> [PROMPT] Repeat the material verbatim and drop the pictures.

> [PROVIDED DATA]

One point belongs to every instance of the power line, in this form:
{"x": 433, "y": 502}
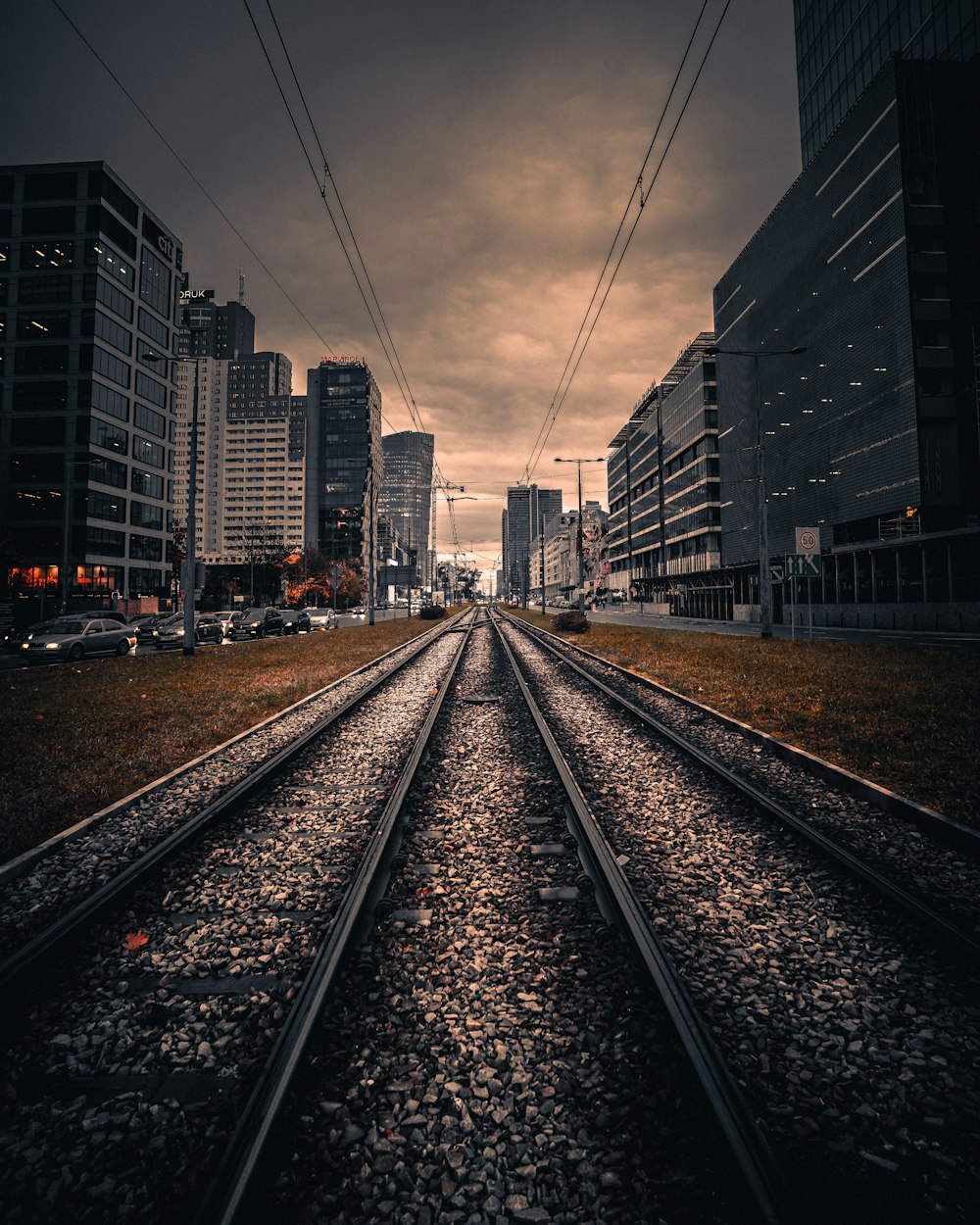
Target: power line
{"x": 204, "y": 190}
{"x": 559, "y": 398}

> [ANSWER TO THE TASK]
One point belongs to every instance of the power line, in this form:
{"x": 433, "y": 502}
Target: power line
{"x": 204, "y": 190}
{"x": 559, "y": 398}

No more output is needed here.